■ **PASSAGE TO READ**
There is room for one more….
Oh my, let me tell you…. there is room for one more…. took on a whole new meaning today. It’s almost a daily experience to get some kind of laugh attack whether it’s 30 seconds or 45 minutes and today was one of those 45 minute kind of days as I ventured from Mikati Beach back home to Kunduchi Beach.
I spent half of Dala Dala ride pinched intricately between an old Tanzanian man’s knee, a woman’s left butt check, my right leg on the bottom step of the stairs going into the dala dala, my left leg holding my backpack next to the wall all the while my head was sticking out the window.
After a few stops, the puzzle pieces of the beings involved in this dala dala ride adjusted and I then spent the remaining adventure with my left butt cheek sitting on the window with my body resting against the edge of the window all the while my head swayed in the early evening breeze.
Today was by far one of the most interesting public transport experiences I have yet been involved in as there were around 60 people crammed into a dala dala that typically seats around 25 people.
Although we were filled to the point where people where hanging out the window, we continued to stop and pick up individuals waiting at the stops and with each stop,
we somehow made room for each and everyone that needed to get on the dala dala.

■ **TASKS FOR THIS EXERCISE**
1. List each distinct number in the dala dala ride story, along with what it counts or measures.
2. Carry on the dala dala ride story, picking up after its final sentence.

[Stored records]
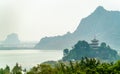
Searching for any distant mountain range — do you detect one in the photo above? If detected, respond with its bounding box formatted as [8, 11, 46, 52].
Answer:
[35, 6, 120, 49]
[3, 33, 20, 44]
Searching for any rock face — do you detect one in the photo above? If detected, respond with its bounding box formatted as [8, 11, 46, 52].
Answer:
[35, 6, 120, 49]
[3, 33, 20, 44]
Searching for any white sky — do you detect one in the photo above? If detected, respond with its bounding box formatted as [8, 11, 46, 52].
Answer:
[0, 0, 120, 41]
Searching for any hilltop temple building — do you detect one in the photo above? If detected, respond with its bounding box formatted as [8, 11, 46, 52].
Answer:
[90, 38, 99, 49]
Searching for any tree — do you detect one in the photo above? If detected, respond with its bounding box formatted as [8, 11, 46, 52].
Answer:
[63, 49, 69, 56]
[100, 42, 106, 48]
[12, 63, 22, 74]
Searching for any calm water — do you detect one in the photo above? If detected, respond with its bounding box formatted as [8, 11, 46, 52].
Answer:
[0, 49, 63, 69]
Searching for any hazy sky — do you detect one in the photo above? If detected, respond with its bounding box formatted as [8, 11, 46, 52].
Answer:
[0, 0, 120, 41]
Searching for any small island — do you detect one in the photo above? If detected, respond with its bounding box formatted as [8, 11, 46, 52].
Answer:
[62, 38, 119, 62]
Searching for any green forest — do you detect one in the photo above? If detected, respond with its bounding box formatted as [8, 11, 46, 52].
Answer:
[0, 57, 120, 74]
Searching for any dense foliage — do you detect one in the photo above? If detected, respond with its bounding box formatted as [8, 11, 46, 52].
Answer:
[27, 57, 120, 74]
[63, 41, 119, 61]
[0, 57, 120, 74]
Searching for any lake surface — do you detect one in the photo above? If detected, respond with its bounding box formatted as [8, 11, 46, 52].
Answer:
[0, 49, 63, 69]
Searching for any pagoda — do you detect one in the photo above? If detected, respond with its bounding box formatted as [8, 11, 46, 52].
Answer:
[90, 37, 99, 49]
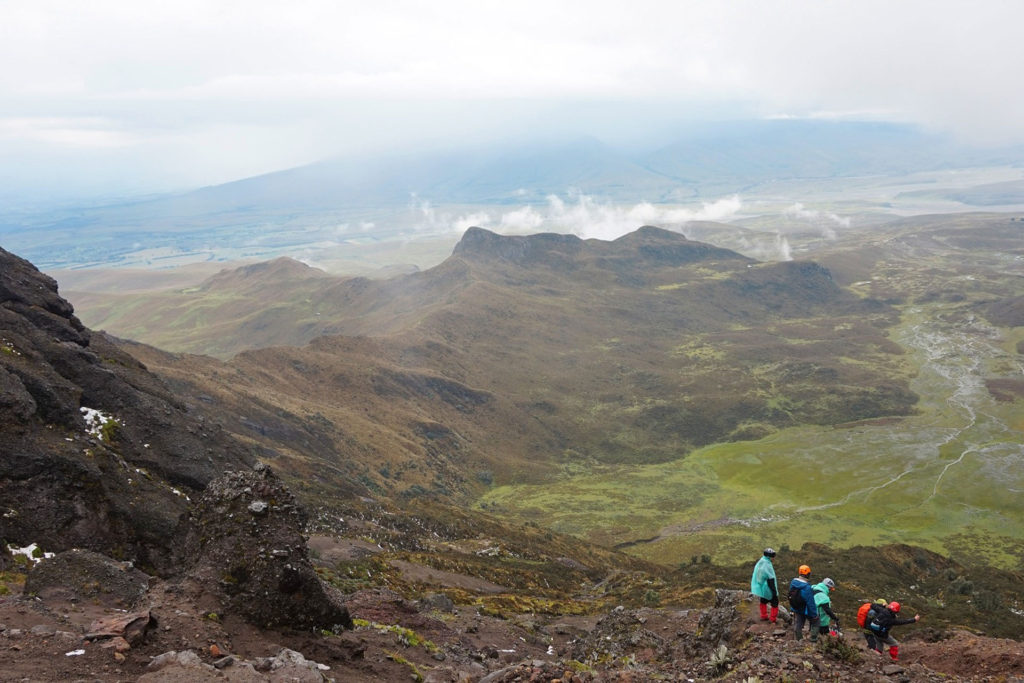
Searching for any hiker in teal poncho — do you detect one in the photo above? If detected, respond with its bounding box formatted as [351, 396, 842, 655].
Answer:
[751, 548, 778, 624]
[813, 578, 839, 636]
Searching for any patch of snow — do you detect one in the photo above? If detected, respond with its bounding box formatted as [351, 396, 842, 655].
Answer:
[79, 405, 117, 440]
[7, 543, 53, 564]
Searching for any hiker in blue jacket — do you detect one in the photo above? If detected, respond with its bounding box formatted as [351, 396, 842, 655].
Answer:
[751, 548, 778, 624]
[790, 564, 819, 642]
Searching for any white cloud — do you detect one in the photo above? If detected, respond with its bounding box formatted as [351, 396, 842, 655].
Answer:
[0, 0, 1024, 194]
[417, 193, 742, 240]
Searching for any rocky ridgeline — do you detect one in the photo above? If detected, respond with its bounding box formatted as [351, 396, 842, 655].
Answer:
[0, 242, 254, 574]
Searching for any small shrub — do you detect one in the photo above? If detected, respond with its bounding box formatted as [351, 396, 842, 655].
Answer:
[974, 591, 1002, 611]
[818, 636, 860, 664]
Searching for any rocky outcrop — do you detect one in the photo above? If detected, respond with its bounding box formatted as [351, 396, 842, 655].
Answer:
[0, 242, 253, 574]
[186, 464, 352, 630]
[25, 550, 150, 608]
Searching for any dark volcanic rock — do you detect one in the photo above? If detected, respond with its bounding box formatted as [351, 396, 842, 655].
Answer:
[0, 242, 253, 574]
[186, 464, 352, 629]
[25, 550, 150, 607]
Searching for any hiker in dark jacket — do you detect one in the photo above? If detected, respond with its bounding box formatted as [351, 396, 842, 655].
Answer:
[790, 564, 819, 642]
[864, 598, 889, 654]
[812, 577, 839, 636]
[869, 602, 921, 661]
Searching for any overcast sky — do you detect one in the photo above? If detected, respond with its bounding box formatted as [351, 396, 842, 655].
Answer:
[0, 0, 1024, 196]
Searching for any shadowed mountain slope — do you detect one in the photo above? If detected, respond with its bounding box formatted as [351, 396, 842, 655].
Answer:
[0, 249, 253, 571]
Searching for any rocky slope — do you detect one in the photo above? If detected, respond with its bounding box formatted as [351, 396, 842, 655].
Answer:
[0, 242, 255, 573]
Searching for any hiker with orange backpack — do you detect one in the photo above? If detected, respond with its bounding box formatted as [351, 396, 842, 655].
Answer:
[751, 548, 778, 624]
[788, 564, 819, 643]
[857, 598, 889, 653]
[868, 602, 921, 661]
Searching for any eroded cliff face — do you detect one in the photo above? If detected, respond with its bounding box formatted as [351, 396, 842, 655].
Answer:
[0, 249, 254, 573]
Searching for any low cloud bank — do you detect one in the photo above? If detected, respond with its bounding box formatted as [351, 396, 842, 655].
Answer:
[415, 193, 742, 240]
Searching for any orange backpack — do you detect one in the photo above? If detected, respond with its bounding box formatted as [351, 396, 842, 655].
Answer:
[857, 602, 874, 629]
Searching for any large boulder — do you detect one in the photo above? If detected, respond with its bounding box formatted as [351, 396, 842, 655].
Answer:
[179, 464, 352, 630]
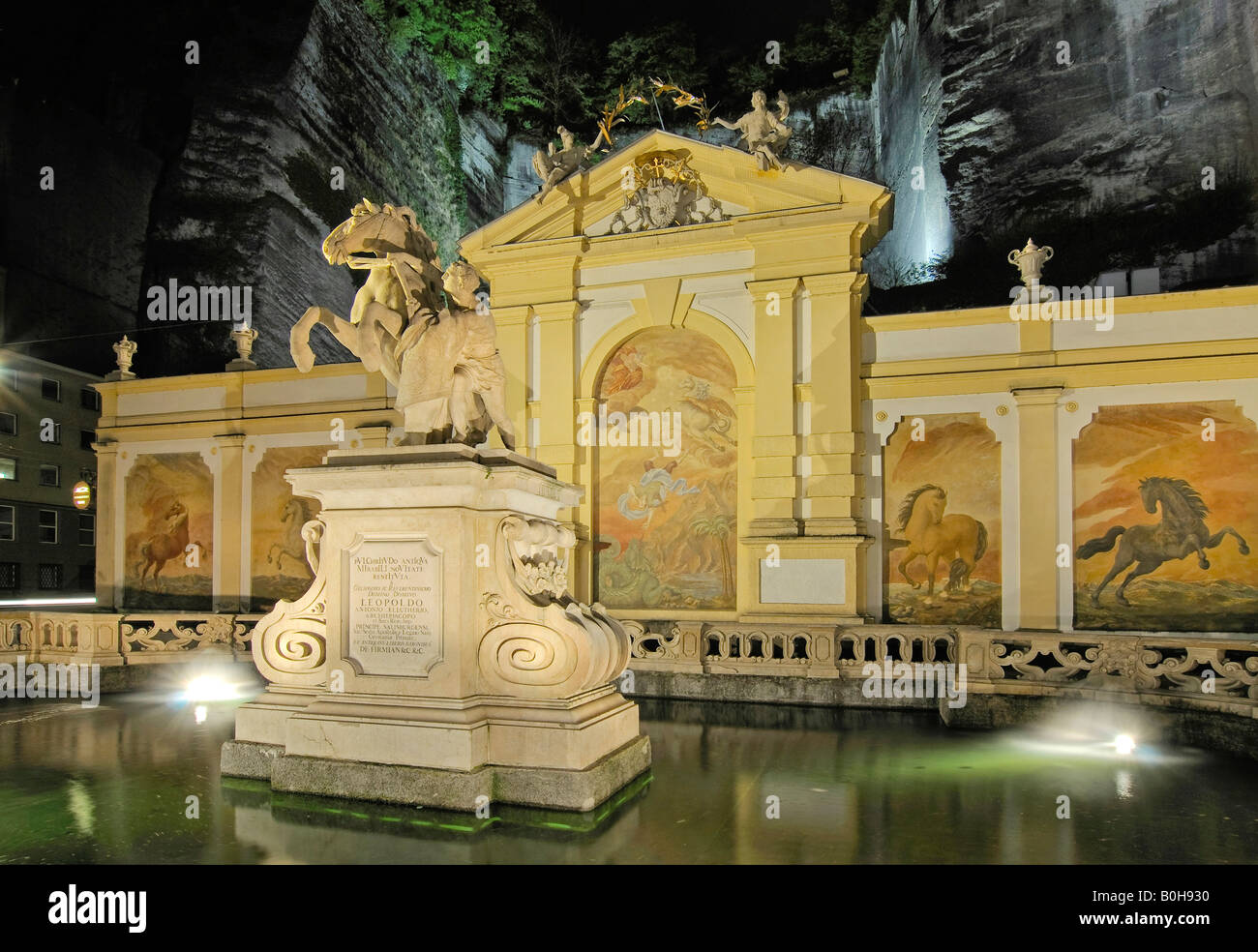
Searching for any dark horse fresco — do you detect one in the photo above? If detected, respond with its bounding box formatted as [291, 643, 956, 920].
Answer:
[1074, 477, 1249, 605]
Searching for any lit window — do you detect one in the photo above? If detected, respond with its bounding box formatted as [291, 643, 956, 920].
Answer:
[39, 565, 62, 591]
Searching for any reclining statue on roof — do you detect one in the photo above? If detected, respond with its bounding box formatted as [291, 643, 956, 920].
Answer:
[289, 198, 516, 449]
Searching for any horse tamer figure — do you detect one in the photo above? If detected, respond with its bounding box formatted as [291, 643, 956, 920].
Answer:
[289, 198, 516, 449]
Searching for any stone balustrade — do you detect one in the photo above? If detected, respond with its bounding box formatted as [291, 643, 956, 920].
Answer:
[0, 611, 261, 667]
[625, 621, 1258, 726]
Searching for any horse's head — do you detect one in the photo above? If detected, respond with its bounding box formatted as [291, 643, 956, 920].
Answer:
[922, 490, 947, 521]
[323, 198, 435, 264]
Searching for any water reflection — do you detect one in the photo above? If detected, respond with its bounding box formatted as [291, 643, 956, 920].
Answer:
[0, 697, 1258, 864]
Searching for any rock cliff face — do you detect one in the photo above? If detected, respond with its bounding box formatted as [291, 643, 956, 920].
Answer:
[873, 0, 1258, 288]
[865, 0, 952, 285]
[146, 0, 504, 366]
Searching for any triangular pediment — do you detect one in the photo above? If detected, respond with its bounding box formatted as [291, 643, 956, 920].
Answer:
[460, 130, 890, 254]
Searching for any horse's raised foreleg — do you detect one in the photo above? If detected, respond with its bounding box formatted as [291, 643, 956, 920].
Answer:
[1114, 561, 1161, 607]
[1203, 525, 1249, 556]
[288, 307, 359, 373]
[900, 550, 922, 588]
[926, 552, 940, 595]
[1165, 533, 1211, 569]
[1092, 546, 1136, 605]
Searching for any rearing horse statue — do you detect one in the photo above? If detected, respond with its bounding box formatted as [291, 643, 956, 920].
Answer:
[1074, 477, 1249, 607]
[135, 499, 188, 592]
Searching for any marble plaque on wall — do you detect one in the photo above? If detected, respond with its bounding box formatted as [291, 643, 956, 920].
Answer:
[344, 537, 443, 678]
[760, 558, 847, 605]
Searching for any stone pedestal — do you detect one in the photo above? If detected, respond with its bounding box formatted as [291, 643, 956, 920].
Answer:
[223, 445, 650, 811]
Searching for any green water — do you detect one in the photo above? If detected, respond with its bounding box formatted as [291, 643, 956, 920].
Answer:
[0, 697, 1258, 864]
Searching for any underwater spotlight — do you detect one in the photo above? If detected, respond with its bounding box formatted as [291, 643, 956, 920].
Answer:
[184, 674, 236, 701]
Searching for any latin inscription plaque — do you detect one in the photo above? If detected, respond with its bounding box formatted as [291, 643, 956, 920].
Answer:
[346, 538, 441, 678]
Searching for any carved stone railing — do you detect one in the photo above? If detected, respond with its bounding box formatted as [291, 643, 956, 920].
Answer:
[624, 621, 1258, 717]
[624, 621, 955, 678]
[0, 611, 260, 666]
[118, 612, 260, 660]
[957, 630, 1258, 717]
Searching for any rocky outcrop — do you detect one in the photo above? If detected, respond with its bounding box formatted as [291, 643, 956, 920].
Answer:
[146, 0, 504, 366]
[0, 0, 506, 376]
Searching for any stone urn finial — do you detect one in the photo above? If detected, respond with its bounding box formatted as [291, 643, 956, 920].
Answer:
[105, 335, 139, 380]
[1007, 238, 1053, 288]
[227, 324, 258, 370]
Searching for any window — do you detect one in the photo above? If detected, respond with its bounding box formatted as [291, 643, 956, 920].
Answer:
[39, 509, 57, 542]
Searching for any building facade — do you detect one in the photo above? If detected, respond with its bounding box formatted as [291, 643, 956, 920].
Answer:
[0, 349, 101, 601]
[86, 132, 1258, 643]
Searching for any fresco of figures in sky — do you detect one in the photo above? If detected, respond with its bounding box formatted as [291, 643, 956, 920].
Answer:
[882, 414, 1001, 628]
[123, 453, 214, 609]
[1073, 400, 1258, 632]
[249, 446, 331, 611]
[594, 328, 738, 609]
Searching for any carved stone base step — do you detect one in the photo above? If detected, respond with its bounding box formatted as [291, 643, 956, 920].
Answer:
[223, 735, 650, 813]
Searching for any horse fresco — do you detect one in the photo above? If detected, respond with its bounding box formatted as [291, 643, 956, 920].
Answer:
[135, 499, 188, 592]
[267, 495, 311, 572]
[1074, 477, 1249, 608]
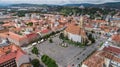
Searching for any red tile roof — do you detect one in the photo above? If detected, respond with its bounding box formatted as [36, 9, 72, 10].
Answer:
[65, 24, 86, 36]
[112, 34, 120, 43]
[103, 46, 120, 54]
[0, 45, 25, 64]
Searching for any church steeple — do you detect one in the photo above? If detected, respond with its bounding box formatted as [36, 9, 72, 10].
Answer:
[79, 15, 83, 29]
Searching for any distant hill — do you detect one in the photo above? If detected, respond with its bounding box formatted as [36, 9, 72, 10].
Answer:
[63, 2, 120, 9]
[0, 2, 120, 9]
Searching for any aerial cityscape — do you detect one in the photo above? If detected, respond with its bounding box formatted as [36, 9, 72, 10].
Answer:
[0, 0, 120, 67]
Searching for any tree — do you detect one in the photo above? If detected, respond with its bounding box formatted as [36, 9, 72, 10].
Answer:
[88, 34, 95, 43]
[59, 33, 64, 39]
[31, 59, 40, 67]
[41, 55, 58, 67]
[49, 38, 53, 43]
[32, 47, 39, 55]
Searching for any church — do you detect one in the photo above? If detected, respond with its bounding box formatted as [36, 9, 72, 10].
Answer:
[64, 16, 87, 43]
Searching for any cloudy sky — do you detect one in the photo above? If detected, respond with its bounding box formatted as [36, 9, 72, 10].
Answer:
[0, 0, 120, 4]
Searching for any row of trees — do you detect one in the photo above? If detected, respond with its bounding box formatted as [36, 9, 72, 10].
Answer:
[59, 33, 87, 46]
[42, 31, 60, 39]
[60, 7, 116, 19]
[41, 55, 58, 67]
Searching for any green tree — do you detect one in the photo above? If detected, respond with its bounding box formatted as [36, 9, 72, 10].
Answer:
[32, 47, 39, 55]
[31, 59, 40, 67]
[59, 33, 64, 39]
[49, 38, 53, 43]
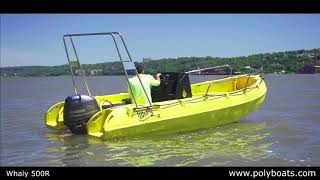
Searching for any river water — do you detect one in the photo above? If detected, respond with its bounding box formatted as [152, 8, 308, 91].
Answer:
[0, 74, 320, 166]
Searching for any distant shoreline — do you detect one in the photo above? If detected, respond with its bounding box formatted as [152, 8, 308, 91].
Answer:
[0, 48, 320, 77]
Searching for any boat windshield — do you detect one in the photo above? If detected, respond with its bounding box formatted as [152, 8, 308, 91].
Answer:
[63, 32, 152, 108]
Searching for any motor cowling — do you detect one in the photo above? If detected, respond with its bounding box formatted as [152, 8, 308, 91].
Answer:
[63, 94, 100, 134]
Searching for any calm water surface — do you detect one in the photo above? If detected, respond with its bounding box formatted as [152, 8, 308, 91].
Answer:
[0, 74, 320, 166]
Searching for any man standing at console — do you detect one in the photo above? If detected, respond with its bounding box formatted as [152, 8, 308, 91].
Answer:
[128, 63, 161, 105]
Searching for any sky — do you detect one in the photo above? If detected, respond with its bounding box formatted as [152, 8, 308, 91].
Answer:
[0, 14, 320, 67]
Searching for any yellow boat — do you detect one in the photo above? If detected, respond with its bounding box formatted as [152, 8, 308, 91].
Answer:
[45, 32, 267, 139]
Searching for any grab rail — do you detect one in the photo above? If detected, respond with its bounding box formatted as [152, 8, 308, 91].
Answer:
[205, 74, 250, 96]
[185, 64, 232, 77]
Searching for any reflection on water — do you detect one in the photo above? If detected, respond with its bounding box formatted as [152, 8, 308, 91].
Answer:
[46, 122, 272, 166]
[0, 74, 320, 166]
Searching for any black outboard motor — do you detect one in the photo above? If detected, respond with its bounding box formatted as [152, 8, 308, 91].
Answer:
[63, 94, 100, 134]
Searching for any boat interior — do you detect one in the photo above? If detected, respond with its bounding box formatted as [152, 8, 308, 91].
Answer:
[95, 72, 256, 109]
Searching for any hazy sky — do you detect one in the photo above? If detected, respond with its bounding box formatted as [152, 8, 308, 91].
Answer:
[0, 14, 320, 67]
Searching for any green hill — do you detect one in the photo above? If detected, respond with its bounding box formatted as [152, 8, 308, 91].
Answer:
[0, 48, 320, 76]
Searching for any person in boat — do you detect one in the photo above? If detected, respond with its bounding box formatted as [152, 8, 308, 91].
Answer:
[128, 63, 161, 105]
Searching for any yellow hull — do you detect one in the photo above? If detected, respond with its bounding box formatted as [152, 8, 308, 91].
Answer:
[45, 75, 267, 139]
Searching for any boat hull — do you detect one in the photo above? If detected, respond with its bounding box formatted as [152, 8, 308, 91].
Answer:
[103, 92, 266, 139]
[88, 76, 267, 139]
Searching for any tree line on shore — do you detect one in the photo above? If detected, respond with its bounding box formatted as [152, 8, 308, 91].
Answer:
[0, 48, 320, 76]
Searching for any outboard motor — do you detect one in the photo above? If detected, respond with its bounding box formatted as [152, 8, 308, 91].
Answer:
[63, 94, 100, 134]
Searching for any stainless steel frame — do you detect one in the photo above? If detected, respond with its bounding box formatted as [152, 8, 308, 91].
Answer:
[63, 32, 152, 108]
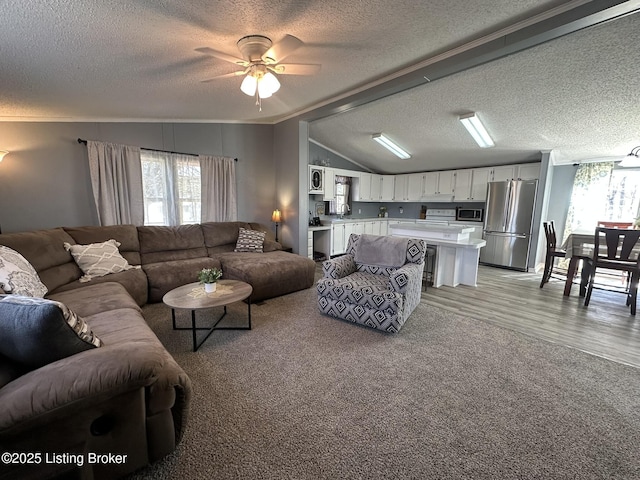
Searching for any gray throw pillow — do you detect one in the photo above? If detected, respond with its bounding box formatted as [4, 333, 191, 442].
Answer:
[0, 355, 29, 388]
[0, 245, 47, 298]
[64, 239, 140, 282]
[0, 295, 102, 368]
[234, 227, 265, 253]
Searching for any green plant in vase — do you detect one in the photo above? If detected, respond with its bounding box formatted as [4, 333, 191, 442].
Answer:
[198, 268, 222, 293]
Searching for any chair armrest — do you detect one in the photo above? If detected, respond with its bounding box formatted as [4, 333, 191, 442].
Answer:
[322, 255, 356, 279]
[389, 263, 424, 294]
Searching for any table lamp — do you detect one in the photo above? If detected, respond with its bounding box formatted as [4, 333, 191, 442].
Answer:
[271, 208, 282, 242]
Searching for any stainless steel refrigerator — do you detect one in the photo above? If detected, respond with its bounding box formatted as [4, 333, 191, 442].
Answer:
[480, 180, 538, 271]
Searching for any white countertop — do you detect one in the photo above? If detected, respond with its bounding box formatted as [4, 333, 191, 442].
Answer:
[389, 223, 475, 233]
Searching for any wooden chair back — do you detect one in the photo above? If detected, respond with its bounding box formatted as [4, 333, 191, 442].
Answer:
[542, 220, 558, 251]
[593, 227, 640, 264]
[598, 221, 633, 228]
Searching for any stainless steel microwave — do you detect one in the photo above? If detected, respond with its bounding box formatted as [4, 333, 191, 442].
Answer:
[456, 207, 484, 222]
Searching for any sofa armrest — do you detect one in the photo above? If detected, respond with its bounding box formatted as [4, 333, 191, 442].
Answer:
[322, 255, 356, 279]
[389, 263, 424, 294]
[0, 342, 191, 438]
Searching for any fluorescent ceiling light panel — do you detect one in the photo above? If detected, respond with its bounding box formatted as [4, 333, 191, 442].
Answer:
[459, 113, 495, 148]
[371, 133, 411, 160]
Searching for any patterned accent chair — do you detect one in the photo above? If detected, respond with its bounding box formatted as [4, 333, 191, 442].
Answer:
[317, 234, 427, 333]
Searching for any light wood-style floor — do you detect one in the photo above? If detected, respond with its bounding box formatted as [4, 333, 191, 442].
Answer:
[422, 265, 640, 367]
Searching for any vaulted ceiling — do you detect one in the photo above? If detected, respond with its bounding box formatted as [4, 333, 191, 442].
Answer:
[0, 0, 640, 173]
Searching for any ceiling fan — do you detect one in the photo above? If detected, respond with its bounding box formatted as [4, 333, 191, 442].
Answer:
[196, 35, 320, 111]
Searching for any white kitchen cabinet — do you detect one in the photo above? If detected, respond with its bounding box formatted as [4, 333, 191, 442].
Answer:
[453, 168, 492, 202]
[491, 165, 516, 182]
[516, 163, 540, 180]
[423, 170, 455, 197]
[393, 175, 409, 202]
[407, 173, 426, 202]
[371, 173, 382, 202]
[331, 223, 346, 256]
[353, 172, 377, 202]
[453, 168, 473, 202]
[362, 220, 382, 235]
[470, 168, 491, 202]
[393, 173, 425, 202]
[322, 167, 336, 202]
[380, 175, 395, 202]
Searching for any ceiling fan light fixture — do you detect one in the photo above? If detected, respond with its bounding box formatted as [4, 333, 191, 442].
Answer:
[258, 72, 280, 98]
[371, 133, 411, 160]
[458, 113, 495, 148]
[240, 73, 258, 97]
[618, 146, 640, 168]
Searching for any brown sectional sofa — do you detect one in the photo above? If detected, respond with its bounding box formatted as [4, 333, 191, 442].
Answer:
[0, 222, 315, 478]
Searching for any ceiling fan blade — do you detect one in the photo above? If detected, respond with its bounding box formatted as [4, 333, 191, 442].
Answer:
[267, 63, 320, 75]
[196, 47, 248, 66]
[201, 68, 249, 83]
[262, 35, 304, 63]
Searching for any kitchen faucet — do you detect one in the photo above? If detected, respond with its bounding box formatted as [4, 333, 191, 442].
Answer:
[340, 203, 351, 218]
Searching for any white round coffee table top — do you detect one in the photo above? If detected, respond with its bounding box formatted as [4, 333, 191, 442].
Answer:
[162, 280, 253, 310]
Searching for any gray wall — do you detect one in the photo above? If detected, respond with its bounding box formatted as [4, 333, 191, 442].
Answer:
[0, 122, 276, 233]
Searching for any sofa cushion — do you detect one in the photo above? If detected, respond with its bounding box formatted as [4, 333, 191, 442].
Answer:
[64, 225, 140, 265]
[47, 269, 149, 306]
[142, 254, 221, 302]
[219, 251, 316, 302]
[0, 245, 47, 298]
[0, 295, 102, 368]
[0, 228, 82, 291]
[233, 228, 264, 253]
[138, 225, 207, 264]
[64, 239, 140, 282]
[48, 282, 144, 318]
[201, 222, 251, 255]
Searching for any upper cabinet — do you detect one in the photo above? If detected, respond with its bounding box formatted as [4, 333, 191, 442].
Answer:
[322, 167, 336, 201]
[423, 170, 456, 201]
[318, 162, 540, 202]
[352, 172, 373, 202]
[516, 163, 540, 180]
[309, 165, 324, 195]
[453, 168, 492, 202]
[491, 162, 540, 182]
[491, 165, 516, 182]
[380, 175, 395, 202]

■ **ANSWERS TO THE TASKS**
1.
30: seconds, the shortest kind of laugh attack
45: minutes, the longest kind of laugh attack, which is the kind that day brought
60: people, roughly how many were crammed into the dala dala
25: people, roughly how many a dala dala typically seats

2.
As for some fun details of today’s adventure, the group of us whom will be teaching on Mafia Island left Kunduchi Beach after breakfast and ventured to Mwenge to shop at local cultural shops and into an air conditioned Tanzanian mall called Mlimani City and yes it was air-conditioned with cappuccino and ice cream shops!
We then ventured on several other dala dala in Posta and Kivukoni where we took a five-minute ferry across the ocean to Kigamboni and ate lunch at a street vendor.
One of my favorite local dishes to order is chipsi mayai (french fries with eggs). After lunch, our final destination was a local beach, Mikati for an afternoon swim with local Tanzanians and fellow volunteers.
Amongst the chaos of being a human puzzle within the public transportation in Dar es Salaam, I was once again reminded of the sincerity of the Tanzanian culture. While scrunched against and hanging out of the dala dala window, I watched an older Tanzanian man, someone who you referred to as “Shikamoo” (meaning elderly respect) engage in an extremely humble humanitarian act.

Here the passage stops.